[Location annotation dataset excerpts]
==========
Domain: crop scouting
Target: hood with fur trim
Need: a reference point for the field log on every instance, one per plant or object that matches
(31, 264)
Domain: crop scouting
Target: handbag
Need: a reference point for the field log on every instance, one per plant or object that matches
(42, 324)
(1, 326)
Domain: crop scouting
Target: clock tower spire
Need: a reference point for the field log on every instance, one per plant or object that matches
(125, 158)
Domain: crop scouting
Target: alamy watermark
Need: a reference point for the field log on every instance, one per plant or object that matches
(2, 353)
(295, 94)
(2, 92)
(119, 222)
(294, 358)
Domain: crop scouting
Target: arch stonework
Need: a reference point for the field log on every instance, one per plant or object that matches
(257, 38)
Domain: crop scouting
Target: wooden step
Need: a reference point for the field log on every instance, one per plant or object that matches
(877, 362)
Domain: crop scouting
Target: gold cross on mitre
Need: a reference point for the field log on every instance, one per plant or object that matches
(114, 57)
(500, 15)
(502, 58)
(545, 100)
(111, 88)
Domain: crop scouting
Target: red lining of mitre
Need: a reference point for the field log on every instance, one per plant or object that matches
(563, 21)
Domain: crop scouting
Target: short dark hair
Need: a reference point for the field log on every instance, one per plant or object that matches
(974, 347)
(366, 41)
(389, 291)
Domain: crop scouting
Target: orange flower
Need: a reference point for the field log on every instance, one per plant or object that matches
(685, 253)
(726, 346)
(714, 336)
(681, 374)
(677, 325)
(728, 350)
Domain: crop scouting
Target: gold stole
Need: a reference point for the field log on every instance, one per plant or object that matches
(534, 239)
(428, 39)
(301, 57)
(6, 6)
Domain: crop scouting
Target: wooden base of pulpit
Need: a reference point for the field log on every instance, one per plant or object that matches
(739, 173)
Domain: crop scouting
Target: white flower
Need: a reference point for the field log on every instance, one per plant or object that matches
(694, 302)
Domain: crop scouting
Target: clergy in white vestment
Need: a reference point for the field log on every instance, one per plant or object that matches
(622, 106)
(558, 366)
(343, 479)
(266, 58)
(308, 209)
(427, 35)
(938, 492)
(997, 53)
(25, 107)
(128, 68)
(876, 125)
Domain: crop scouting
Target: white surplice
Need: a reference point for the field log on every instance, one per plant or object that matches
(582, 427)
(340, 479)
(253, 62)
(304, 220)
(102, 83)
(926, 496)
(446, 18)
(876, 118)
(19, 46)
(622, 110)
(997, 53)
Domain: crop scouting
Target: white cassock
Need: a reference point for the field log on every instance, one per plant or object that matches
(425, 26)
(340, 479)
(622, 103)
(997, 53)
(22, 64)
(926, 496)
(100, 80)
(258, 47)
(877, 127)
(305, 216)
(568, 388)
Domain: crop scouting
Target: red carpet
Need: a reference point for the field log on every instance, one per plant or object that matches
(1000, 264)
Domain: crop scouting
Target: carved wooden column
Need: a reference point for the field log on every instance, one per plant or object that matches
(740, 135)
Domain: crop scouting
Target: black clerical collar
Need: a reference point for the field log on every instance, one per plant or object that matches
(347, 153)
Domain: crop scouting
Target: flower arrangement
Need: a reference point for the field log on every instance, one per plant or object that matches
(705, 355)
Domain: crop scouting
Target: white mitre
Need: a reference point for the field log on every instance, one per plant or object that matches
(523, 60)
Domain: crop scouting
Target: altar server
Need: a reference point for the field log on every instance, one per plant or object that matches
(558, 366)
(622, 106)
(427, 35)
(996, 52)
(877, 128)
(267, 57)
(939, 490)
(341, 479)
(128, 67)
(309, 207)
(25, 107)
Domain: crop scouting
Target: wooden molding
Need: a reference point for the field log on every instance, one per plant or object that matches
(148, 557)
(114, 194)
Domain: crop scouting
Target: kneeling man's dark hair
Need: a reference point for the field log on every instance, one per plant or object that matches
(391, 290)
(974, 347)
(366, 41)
==========
Written instruction
Return all of the entries exactly as written.

Full solution
Domain: crop scouting
Target: hood with fur trim
Need: a reference point for the field log on every instance, one per plant or object that matches
(31, 264)
Domain: crop scouting
Target: handbag
Need: a reference point for the field log on every instance, one per plant or object that matches
(42, 324)
(1, 326)
Domain: crop scouting
Target: clock tower spire
Need: a reference point for the field log on every instance, one per plant or object that matches
(125, 158)
Domain: crop scouting
Target: alamy watermark
Need: a reference point for the field log on every instance, one per plant or object that matches
(2, 353)
(295, 94)
(2, 92)
(119, 222)
(294, 358)
Domain: crop scouting
Target: arch stonework
Need: a reference point for the field log on every instance, one per plant or object that matches
(257, 38)
Domain: crop scouting
Target: wooden step
Need: a reference point for the field log on every instance, one per plant or object that matches
(877, 362)
Domain: crop scouting
Target: gold cross on mitre
Need: a reference point for the field log on every instance, one per plant or object that matches
(114, 57)
(500, 15)
(502, 58)
(545, 100)
(111, 88)
Domain: crop scouting
Target: red lining of mitre
Need: a reference point for the field log on every instance, one per plant or object that matches
(563, 21)
Domain: crop scouting
Target: short dark hair
Need: a reference point for the field log on every instance, one per plant or object that matches
(974, 347)
(366, 41)
(389, 291)
Domain: crop scouting
Target: orange flower
Need: a reference point for the field log on every instance, one per plant or object that matches
(685, 253)
(726, 346)
(714, 336)
(681, 374)
(677, 325)
(728, 350)
Domain: crop scouting
Target: gold stole
Need: a reference point for the field log on every instance, one per plant or object that matches
(534, 239)
(428, 39)
(301, 57)
(6, 6)
Domain: crop scouting
Target: wooden base of pulpit
Need: a reference point for the field log on every instance, one per plant or object that matches
(739, 173)
Domain: crop scouting
Target: white flower
Need: a reference point for the field log on every instance, one per plant or object that matches
(694, 302)
Domain: crop scouting
Target: clergy in white vestment
Need: a reference point for the field log on every instance, one per plant or object that matches
(622, 106)
(558, 366)
(343, 479)
(266, 58)
(308, 209)
(427, 35)
(938, 492)
(997, 53)
(25, 107)
(128, 68)
(876, 125)
Domain: crop scouting
Target: white surplice
Need: a reference point for the field log on every instance, one per plant or object that matches
(582, 427)
(340, 479)
(253, 62)
(304, 220)
(102, 83)
(926, 496)
(446, 18)
(876, 118)
(19, 46)
(622, 110)
(997, 53)
Domain: crop scouting
Target: white cassock
Need: a reference point for the field log on every instance, one per plant or object that matches
(425, 26)
(340, 479)
(622, 103)
(997, 53)
(22, 64)
(926, 496)
(100, 80)
(258, 47)
(877, 127)
(305, 216)
(568, 388)
Domain: crop scouting
Target: red carpet
Need: a reference point for the field log on every instance, one per plant or object that matches
(1000, 264)
Domain: crop scouting
Target: carved wooden column
Need: a reference point for the field log on every instance, one per plant or object that matches
(740, 135)
Domain: crop scouting
Target: black clerical collar
Need: a reference point for the field log on every instance, one per plant or object that matches
(347, 153)
Domain: crop scouting
Target: flower arrangement
Need: a reference point for the field log on every instance, one per plant or object that matches
(705, 355)
Domain: crop scouting
Target: white mitre
Need: a reference point for the field log on every instance, one per plant or object that matches
(523, 60)
Domain: crop scouting
Target: altar server
Need: a reference point for the field log on every instance, one per plant or object that matches
(558, 366)
(622, 106)
(427, 35)
(996, 52)
(877, 128)
(267, 57)
(939, 490)
(341, 479)
(128, 67)
(309, 207)
(25, 107)
Domain: crop scouting
Target: wooden molding
Need: a reference point for the field log on every instance, one per plant or object that matches
(148, 557)
(114, 194)
Domain: crop scouting
Target: kneeling man's dark hair
Need: a reference point for the field log on every instance, one per plant or object that matches
(391, 290)
(974, 347)
(366, 41)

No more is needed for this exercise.